INSTRUCTIONS FOR THE TASK: Output the line containing "Where can the orange" and each line after it through the end of the data, exactly as written, with pictures left out.

Data entries:
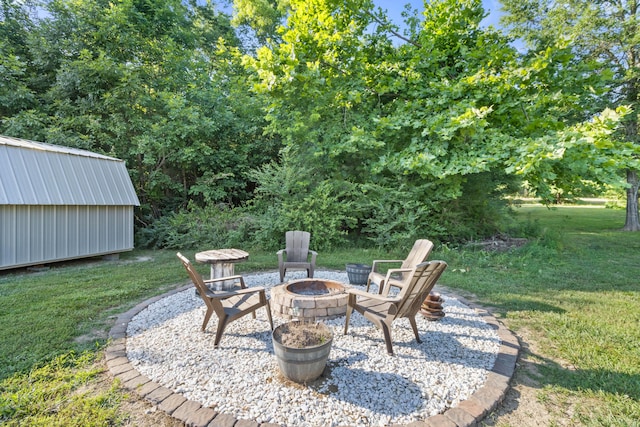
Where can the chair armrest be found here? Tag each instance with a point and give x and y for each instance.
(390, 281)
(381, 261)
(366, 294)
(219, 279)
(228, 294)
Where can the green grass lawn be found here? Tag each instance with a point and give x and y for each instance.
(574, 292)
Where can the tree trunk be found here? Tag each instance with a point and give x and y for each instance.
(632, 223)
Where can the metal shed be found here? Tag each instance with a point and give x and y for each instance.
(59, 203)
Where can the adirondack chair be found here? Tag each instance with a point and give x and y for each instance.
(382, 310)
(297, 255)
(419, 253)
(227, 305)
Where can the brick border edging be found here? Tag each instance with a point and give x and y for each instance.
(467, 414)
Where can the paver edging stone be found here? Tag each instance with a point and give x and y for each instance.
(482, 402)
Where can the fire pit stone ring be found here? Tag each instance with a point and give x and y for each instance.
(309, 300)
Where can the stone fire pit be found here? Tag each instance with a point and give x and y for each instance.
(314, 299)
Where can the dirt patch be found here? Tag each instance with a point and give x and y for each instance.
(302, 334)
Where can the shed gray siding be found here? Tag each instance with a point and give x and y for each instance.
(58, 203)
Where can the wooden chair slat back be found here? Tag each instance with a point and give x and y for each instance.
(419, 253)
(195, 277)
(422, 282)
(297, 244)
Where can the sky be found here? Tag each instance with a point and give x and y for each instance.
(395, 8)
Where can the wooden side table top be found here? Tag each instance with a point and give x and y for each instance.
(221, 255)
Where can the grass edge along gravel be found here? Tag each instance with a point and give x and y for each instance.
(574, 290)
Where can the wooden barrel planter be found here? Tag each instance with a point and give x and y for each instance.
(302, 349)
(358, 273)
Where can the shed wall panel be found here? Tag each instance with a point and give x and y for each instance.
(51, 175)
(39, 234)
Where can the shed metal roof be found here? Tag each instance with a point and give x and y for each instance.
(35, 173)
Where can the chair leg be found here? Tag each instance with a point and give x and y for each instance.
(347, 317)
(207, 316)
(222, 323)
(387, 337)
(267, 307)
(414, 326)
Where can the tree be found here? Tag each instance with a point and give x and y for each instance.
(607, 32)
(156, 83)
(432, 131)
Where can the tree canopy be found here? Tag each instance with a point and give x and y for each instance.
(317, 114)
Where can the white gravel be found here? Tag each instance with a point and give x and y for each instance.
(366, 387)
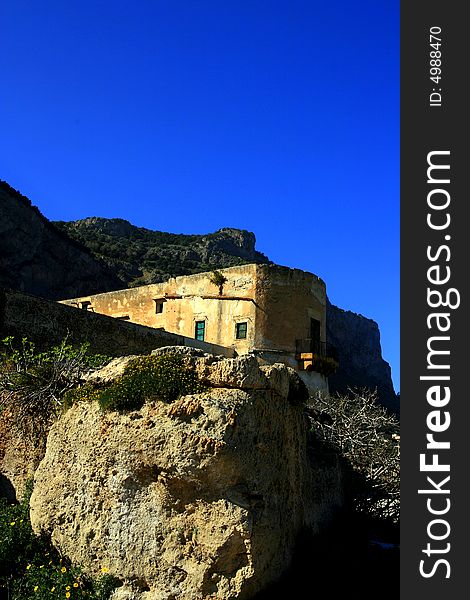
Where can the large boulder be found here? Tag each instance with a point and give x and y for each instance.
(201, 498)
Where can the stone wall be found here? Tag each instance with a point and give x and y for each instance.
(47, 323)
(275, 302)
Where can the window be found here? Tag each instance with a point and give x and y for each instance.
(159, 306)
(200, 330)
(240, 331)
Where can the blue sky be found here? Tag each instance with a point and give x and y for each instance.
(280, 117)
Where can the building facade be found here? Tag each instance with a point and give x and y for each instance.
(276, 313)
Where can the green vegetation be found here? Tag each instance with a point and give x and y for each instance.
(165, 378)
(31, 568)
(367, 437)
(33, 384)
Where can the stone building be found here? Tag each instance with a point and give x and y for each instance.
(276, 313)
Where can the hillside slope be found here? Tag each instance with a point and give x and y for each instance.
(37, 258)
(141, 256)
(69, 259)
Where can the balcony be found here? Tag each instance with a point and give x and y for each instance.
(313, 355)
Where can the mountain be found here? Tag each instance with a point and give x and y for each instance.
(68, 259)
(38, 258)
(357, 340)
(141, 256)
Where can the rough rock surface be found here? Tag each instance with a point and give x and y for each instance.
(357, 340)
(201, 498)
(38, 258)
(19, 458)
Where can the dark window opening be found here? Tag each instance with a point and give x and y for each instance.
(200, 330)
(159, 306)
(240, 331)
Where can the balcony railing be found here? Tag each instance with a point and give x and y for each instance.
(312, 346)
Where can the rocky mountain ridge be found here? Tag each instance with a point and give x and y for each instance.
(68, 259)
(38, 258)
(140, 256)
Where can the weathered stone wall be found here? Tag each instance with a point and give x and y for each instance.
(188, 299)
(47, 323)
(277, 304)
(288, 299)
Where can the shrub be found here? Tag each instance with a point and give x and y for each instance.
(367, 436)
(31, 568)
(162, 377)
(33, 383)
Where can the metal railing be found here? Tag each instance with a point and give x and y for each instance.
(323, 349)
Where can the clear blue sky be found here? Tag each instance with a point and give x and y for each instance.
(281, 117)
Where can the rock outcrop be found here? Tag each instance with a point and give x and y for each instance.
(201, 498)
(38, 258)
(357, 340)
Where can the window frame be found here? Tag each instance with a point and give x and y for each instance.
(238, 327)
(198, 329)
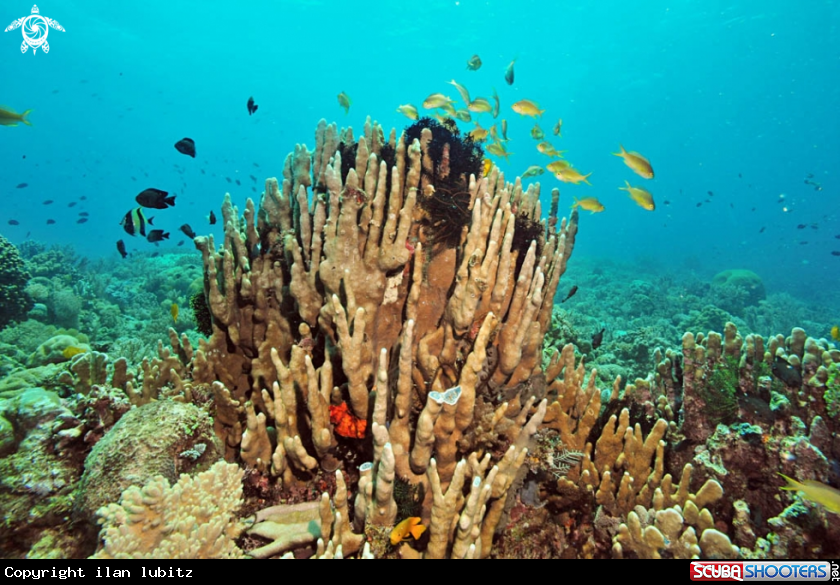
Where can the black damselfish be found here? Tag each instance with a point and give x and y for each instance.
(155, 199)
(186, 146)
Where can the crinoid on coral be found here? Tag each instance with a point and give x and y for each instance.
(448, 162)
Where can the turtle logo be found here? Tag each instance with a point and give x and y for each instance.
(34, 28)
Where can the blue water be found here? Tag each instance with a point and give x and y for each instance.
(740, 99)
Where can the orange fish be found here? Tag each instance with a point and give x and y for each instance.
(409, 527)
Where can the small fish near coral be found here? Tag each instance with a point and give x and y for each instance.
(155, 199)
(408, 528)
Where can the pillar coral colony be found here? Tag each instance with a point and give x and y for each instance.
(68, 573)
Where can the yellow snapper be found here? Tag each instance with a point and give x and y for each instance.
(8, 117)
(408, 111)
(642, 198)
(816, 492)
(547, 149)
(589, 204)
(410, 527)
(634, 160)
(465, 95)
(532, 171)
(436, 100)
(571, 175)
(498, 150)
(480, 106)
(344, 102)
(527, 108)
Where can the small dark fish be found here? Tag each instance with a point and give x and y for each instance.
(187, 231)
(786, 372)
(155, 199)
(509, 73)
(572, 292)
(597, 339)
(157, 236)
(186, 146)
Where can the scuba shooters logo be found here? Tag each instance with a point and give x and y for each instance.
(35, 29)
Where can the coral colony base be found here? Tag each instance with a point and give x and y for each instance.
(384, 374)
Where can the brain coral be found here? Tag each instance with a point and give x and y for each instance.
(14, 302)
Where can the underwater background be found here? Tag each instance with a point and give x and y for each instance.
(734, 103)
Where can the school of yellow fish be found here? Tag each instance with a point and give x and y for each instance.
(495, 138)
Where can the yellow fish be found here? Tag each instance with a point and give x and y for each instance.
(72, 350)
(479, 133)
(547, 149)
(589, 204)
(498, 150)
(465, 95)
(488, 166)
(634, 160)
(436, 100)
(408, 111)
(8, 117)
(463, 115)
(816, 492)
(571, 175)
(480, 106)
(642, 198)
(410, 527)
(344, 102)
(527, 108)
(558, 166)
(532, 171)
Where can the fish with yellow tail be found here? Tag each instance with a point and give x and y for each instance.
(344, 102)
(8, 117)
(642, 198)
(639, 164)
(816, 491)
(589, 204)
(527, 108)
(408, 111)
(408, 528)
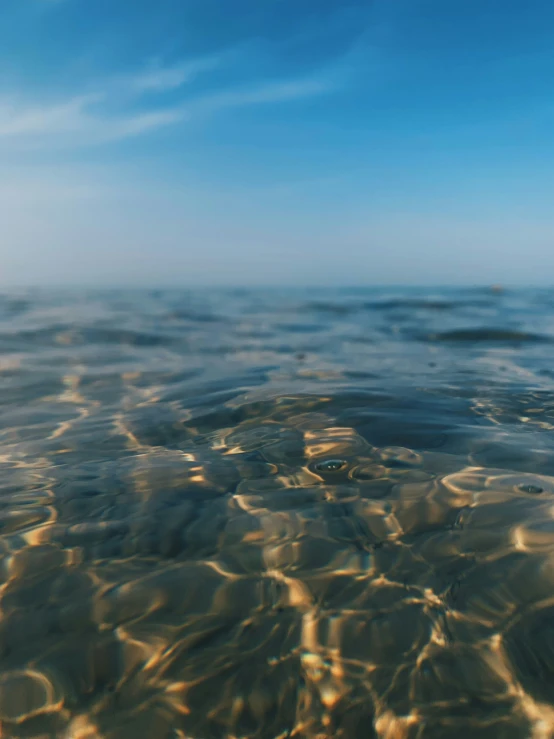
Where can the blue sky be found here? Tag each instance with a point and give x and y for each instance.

WRITTEN ANSWER:
Where can the orange fish be found here? Tag each instance with a point and give x and y for each instance.
(409, 527)
Where can the small fish near coral be found here? Tag each instance with a point and give x and y for each instance.
(155, 199)
(408, 528)
Where can the pillar coral colony be found here? Tag each instance with a point and give x and y for each instance.
(68, 573)
Where can the yellow snapper be found here? Tag each instance with a point and give x and y for each instance.
(8, 117)
(408, 111)
(642, 198)
(816, 492)
(547, 149)
(589, 204)
(410, 527)
(634, 160)
(465, 95)
(532, 171)
(436, 100)
(571, 175)
(498, 150)
(480, 106)
(344, 102)
(527, 108)
Where can the small dark fish be found here? Tag each instance with a point and give x and y for each instance.
(187, 231)
(786, 372)
(155, 199)
(509, 73)
(572, 292)
(597, 339)
(157, 236)
(186, 146)
Where can the scuba shooters logo be found here? Tag each instance with a point and give x and y for each instance.
(35, 29)
Where can the coral colony base be found here? Tag each instance with a point and give x and y for each instance.
(384, 374)
Where can the brain coral be found here? Tag each instance with a point and give x and y for each instance.
(14, 302)
Where can the underwater background be found here? Tag each instance with a point and give x and y for each instance.
(734, 103)
Where can the school of yellow fish be found here? Tag each instance with a point and give x and y for each instance.
(495, 138)
Where can the yellow fish be found here? Tag each instance with a point and give x and y for each instance.
(72, 350)
(479, 133)
(547, 149)
(589, 204)
(498, 150)
(465, 95)
(488, 166)
(634, 160)
(436, 100)
(408, 111)
(8, 117)
(463, 115)
(816, 492)
(571, 175)
(480, 106)
(642, 198)
(410, 527)
(344, 102)
(527, 108)
(558, 166)
(532, 171)
Where can the fish with yellow tail be found here? Tag each instance with a point and give x and y for each instance.
(344, 102)
(8, 117)
(642, 198)
(639, 164)
(816, 491)
(589, 204)
(527, 108)
(408, 111)
(408, 528)
Where can the blue sky be found here? Tag each instance with a point and give x and y for each instance.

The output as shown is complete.